→ **Directions for this task**
Repeat the entries below word for word, covering the stretch from the line that contains "Inspection task — the metal" through the line that contains "[[696, 24, 1013, 328]]", both included.

[Object detection data]
----------

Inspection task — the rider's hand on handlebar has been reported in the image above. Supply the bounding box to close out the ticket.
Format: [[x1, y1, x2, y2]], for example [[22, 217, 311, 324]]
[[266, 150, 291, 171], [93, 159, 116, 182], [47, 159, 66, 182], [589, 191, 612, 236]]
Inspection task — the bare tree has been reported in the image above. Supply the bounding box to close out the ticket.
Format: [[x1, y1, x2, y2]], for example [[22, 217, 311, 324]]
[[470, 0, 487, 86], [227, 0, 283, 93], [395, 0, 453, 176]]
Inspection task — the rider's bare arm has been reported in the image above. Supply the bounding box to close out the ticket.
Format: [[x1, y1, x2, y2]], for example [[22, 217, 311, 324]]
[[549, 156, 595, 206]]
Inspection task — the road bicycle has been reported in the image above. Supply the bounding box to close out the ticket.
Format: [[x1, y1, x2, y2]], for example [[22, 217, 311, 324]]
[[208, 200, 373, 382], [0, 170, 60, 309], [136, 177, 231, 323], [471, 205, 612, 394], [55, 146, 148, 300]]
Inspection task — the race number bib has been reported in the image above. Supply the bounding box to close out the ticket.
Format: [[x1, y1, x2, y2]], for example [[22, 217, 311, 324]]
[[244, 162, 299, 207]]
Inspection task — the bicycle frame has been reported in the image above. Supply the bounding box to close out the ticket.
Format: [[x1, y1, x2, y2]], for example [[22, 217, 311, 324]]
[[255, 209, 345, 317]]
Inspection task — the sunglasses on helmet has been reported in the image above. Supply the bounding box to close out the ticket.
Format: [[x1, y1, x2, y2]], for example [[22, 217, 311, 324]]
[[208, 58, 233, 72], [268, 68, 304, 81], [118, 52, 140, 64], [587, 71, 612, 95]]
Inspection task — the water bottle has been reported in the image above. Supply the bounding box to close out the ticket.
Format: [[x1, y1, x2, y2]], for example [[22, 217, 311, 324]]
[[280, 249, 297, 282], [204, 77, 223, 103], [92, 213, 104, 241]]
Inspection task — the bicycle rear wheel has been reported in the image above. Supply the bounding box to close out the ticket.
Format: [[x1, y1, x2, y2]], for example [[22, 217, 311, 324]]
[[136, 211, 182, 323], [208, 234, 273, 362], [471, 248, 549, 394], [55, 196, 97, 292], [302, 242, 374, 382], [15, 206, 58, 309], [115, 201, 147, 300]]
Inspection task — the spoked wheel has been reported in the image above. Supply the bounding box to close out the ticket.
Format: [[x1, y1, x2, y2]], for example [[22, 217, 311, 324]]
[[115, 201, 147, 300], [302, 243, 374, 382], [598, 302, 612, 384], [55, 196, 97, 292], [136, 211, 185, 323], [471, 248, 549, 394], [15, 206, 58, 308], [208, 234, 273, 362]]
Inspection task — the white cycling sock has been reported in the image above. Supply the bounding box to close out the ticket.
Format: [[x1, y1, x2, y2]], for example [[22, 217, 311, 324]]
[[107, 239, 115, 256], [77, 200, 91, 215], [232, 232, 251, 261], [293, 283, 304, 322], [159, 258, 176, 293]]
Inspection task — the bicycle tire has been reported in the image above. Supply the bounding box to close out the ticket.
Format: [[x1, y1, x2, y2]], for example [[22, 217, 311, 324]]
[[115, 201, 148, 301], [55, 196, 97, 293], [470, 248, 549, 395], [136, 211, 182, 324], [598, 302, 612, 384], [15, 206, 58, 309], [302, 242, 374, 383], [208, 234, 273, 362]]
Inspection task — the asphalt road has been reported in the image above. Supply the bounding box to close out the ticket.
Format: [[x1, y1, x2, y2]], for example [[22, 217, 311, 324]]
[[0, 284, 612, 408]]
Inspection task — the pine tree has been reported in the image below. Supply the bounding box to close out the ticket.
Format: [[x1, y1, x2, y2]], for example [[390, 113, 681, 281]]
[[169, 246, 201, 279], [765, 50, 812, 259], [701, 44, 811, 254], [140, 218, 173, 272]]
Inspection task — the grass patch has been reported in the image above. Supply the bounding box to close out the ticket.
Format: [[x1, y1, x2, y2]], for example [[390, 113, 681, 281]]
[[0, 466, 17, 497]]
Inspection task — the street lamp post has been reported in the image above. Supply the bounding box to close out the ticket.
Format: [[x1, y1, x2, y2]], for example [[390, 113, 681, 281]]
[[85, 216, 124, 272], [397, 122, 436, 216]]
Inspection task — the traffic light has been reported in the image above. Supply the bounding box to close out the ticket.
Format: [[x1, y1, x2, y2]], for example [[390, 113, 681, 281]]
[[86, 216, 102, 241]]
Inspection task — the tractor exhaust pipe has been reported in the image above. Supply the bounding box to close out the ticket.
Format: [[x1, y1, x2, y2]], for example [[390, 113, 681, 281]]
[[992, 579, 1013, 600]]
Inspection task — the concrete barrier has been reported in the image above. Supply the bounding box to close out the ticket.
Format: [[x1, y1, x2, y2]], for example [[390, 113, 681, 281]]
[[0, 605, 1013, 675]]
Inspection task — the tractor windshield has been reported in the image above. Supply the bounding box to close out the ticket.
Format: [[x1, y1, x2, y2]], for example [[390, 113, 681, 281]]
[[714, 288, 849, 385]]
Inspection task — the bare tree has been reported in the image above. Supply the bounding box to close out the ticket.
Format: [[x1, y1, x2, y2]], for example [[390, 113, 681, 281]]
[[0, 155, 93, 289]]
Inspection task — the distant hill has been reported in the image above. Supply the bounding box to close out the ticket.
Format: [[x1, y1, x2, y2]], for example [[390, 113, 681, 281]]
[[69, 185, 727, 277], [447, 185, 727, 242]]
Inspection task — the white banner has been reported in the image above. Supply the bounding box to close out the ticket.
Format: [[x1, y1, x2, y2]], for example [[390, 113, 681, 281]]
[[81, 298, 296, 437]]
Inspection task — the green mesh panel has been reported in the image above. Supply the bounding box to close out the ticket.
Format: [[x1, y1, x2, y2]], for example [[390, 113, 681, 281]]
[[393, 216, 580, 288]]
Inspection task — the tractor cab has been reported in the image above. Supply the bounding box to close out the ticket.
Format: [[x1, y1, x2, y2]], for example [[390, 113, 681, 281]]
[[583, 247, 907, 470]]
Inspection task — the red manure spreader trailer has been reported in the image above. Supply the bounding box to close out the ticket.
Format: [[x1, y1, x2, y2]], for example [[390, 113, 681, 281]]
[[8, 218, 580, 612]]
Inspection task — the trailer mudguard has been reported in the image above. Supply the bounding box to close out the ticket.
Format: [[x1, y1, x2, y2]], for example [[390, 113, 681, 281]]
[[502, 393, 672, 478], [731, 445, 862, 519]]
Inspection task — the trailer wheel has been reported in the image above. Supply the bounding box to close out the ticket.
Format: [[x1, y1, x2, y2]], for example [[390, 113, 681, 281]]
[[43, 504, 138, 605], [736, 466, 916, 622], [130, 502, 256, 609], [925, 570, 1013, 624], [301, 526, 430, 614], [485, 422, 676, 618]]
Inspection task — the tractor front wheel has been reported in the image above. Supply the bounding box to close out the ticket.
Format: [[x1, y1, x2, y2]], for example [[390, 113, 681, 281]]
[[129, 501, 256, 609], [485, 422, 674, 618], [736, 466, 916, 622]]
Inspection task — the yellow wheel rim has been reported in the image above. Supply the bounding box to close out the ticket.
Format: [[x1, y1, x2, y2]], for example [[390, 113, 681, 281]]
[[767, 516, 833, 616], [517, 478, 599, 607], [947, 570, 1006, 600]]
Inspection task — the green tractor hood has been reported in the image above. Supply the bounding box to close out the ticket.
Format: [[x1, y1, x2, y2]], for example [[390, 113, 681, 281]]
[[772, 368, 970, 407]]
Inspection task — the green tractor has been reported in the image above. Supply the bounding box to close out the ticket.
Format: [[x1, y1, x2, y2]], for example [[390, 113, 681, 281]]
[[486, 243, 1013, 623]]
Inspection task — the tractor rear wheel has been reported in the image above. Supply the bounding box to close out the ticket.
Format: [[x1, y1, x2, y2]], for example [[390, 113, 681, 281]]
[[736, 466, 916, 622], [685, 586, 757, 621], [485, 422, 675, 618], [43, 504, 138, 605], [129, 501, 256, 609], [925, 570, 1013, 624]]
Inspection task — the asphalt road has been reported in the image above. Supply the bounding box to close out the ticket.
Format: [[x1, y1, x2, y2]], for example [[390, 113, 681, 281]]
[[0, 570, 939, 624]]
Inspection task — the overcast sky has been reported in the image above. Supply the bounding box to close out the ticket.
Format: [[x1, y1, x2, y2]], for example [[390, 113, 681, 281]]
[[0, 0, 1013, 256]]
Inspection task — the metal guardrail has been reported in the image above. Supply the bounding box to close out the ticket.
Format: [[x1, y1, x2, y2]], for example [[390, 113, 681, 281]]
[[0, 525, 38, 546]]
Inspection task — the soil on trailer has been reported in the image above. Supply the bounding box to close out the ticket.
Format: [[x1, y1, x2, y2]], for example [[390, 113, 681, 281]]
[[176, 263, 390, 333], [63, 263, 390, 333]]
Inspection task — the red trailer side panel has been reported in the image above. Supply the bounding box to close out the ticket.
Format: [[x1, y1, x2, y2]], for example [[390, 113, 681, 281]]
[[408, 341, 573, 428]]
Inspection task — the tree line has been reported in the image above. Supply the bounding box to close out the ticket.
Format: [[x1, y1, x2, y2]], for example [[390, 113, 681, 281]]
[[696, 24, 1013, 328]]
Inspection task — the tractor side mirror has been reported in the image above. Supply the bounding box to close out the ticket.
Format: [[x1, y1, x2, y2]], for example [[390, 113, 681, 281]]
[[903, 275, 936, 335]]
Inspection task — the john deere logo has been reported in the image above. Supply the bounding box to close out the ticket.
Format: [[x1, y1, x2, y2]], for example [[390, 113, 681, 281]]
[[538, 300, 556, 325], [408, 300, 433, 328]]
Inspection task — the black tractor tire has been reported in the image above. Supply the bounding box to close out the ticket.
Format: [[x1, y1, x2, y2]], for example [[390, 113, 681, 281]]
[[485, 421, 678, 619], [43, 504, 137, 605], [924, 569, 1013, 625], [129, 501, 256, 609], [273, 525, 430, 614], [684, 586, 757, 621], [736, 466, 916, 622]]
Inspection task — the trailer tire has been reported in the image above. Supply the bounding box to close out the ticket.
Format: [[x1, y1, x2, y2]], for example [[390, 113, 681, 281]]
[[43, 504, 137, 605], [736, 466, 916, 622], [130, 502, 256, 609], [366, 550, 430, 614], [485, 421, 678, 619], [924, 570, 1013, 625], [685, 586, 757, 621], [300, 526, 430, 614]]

----------

→ **Response**
Inspection task — the metal guardrail has been reported in the image above. Supply the bounding box to close out the ticket.
Format: [[x1, y1, x2, y2]], for example [[390, 113, 681, 281]]
[[0, 525, 38, 546]]
Inspection task — the soil on trailer has been reported in the image above. Supply the bounding box to close out the ticket.
Format: [[x1, y1, x2, y2]], for example [[390, 113, 681, 281]]
[[176, 263, 390, 333], [63, 263, 390, 333]]
Inspection task — the red trailer side panel has been reported in the image above. Supply the bounding box to close out the ticket.
Format: [[x1, y1, x2, y2]], for example [[390, 113, 681, 281]]
[[408, 341, 573, 428]]
Inspection task — the tree line has been reported in the image above. Supply the bounding box to close out the ticket.
Format: [[x1, y1, x2, y2]], for example [[390, 113, 681, 281]]
[[696, 24, 1013, 328]]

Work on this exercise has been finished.